# start of DOCUMENT TEXT

All successful B2B software companies use channels to a greater or lesser extent.
When: Channels are for Scale … when you are Inside the Tornado**. NTT pulled demand through Itochu. Invest your demand generation efforts on the end users. Do not waste sales efforts on big channels.
Why: enable head to head wins and you have the crack cocaine of channels. Cisco / Stratacom shows the way.
How: get your channel to invest in skills, appoint a dedicated product manager with a target and give your product a part code.
Those are the headlines. Let’s dive into the detail.
Channels are eventually an essential component of scaling, be it for offering complementary implementation services, extending selling capacity, reaching a specific market segment (e.g SMB) or expanding geographically.
Channels can be used for multiple reasons depending on the type of products you are selling, the maturity of your market and your geographical ambitions
Let us start with type of products, if you are selling a product that is implementation heavy (e.g. an ERP), then for you to succeed, you obviously need your clients to be able to implement your product properly. So you are going to need “implementation” type of partners in addition to simple “reselling” type of partners; many partners are both, but not all are.
Maturity of your market, one traditional mistake that start-ups make is believing that partners are going to be the main drivers of their growth in the early days, that they will evangalise on their behalf. They won’t. Most partners, especially the large ones respond to market demand, they seldom create it. Unfortunately, you are going to need to create it on your own. So your channel effort typology will need to evolve as your company and market matures.
Geographical expansion, quite often partners are used for geographic expansion when building a direct sales force in all corners of the world can be awfully inefficient and time consuming. Furthermore, some countries (e.g. Russia, China and the Middle East) are very difficult to penetrate without a strong local partner. Japan has large trading houses like Itochu or Mitsubishi.
Will channels enable us to scale faster?
At first, channel partners will not enable you to scale faster, they can even be a “drag”on your resources as often they are easier to talk to than end user clients. So be aware that they can become a “resource” trap, especially the very large ones, consider for instance that EY has more 12,500 people at partner level worldwide! You can be spending days and months talking to partners to no avail! However engaging a minimum with your channel partners is necessary, because it takes time to evangelise them, so might as well start early, having some “sort” of partnership even if it does not yield any immediate sales can be a “seal” of quality and re-assure prospective buyers.

# end of DOCUMENT TEXT

Swap "Itochu" for "Mitsubishi" in the passage on software sales channels that opens with the words containing "All successful B2B" and closes with "shows the way.", and write that passage out again. The records come from a separate source, unrelated to the text.

# start of INFORMATION GIVEN

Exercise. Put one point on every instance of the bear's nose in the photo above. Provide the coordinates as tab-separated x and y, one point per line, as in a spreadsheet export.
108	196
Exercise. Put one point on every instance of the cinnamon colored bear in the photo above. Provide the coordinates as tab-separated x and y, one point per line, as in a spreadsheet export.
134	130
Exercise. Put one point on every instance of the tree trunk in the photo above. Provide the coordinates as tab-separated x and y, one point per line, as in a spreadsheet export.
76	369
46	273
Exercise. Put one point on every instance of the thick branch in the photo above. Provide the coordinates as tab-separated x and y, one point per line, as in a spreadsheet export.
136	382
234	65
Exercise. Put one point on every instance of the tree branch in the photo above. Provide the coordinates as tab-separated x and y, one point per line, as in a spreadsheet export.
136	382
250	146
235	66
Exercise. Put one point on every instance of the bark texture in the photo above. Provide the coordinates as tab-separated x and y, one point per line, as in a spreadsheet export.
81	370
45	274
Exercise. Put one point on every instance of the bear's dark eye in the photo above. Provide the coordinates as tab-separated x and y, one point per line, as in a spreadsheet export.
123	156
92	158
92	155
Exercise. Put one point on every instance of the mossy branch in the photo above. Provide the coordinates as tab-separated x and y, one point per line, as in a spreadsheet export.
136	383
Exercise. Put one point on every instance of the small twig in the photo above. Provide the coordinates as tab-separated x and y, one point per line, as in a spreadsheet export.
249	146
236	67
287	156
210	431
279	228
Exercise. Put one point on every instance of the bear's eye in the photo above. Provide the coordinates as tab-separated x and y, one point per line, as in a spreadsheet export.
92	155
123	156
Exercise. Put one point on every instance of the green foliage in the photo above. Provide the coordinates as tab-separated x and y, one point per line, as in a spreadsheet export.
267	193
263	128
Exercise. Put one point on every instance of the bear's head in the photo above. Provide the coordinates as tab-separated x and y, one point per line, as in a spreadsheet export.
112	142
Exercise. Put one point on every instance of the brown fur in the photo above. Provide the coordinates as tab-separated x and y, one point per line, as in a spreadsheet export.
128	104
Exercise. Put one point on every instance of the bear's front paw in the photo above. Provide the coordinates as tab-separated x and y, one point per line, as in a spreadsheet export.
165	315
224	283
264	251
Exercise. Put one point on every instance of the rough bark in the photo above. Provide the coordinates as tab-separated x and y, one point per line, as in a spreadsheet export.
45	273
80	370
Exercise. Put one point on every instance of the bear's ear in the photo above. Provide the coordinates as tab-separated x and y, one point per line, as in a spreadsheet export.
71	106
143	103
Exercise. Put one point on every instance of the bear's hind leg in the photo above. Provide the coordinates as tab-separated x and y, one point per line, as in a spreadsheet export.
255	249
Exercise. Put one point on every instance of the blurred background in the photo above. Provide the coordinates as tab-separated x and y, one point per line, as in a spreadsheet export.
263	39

# end of INFORMATION GIVEN

IN RESPONSE
All successful B2B software companies use channels to a greater or lesser extent.
When: Channels are for Scale … when you are Inside the Tornado**. NTT pulled demand through Mitsubishi. Invest your demand generation efforts on the end users. Do not waste sales efforts on big channels.
Why: enable head to head wins and you have the crack cocaine of channels. Cisco / Stratacom shows the way.